Idea & Impact / On the sharing of Wealth - Using Business in Maasai-Land to Drive Change
Using Business in Maasai-Land to Drive Change
by Nelson Ole Reiyia
Nelson Ole Reiyia is a social innovator. His mission is to use business to engage his community in new land use systems that will keep land ownership in the hands of the Maasai after centuries of marginalisation, land dispossession and forced evictions started by the British in Kenya in 1904.
Nelson’s passion is to transform his community socially and economically, building upon traditional knowledge to help us relearn how to live harmoniously with each other and with the natural environment of which we are all a part. He believes that indigenous human societies have made society work in the past, and that we may learn a lesson or two from our traditional cultures if we care to look back to find clues on how they promoted sustainability, health and happiness in their lives.
Nelson registered an organisation called I See Maasai Development Initiative (ISMDI) to help him transform his Maasai community into a modern one without destroying its positive traditional value systems. ISMDI aims to work with youth, women and the community in general. Among young people he promotes early childhood education and girl child education, and offers training in hospitality and tourism in partnership with the Trolltech Foundation of Norway.
Under ISMDI, Nelson started Oldarpoi School, which currently has twenty-one sponsored children studying the Early Childhood Development (ECD) curriculum. The children will transfer to other schools after completing the first three years of the syllabus. He also started the Mara Learning and Development Centre, which has facilities for offering courses in tourism and hospitality to young people interested in acquiring employable skills in tourism. A community library provides space and reading materials for children and members of the community.
In 2004 Nelson organised his community to establish Oldarpoi Mara Safari Camp on 50 acres of land and bought a few used tents to set up camp. Today, it is a twenty-four-bed camp facility offering a unique safari experience to tourists by combining game viewing with community tourism, where visitors get to interact with the Maasai in their traditional bomas (an enclosed area fenced with thorn bushes) located near the camp.
A portion of the revenue generated through the camp business is shared with the community to establish schools, pay tuition fees for poor students, and support health programmes.
Towards the end of 2015, Nelson founded Nashulai Maasai Conservancy, having seen another business opportunity to drive greater change in Maasai-land. The communal land tenure system was shifting to individual ownership, and with it came new challenges for the nomadic, transhumant community. Large Group Ranches, which were started shortly after independence to contain the Maasai in reserves, were subdivided among the group members, who each got 10–150 acres of land.
Nomadic pastoralism, the livestock-keeping system upon which the people depended, was no longer possible, giving rise to the conservancy model which is currently taking root in the Maasai Mara region. A conservancy may be defined as a land use system where individual landowners or communal resource users pool lands to create a singular trust where benefits from wildlife and tourism development are shared by participants.

▶ [REQUIRED ACTION 1]: From the article on using business in Maasai-land, list every organization, school, center, or conservancy that it says Nelson registered, started, or founded.
▶ [REQUIRED ACTION 2]: Write the next few paragraphs of the article on using business in Maasai-land, picking up after its last sentence.

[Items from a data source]
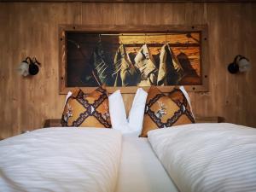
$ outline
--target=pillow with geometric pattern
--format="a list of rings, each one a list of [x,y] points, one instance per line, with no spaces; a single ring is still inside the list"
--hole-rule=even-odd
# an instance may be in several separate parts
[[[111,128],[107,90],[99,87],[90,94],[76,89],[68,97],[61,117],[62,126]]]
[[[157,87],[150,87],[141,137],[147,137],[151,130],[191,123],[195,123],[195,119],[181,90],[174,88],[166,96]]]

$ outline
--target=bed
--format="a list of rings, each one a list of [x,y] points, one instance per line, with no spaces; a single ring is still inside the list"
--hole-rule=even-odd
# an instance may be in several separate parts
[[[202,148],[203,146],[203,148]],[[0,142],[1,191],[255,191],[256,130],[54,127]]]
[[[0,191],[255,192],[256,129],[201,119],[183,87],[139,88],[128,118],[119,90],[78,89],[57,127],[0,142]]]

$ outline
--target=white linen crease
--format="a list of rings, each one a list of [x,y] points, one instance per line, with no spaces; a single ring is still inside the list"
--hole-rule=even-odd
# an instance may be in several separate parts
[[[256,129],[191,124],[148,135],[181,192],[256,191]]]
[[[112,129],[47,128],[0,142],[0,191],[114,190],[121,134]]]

...

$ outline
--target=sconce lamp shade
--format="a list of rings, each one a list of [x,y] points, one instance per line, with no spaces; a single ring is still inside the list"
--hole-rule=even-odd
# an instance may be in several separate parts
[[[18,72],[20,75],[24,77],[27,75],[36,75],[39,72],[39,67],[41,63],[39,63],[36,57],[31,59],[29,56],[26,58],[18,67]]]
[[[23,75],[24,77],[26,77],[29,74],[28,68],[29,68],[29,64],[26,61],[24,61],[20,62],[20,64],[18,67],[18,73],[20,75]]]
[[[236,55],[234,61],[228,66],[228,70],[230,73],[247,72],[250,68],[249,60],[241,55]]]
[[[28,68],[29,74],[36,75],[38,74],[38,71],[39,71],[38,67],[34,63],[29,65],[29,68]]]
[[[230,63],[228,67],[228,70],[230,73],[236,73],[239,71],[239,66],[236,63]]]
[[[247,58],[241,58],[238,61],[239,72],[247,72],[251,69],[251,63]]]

▶ [ANSWER AREA 1]:
- I See Maasai Development Initiative (ISMDI)
- Oldarpoi School
- Mara Learning and Development Centre
- Nashulai Maasai Conservancy

▶ [ANSWER AREA 2]:
Nashulai Maasai Conservancy works with fifty-four land owners who have signed the lease agreement to pool 5,000 acres of their lands to introduce a sustainable land use programme in the community. This will improve biodiversity and bring more benefits to the environment, the people, and the wildlife. The conservancy lies in a critical migratory corridor which constitutes an important feeding area for wildlife outside the Maasai Mara National Reserve. During the wildebeest migration, Nashulai Maasai Conservancy provides passage for thousands of wildebeest accessing the Loita Plains which lie adjacent to the Naboisho and Sianna Conservancies to the north. It also forms part of the elephant breeding territory.
The world-famous Maasai Mara National Reserve depends on the surrounding conservancies to provide sufficient land for the wildlife to roam in and outside the park. At times, there is more wildlife outside the park than inside – hence the urgency to organise communities and engage them in conservation, to provide an area large enough to accommodate the moving herds and keep the wildlife migratory corridors open.
Nelson needs help to continue promoting biodiversity through conservation. His greatest cost right now is paying lease fees for the pooled lands, and his greatest challenge is finding sustainable revenue streams that will help him pay these leases in the future to retain Nashulai Maasai Conservancy.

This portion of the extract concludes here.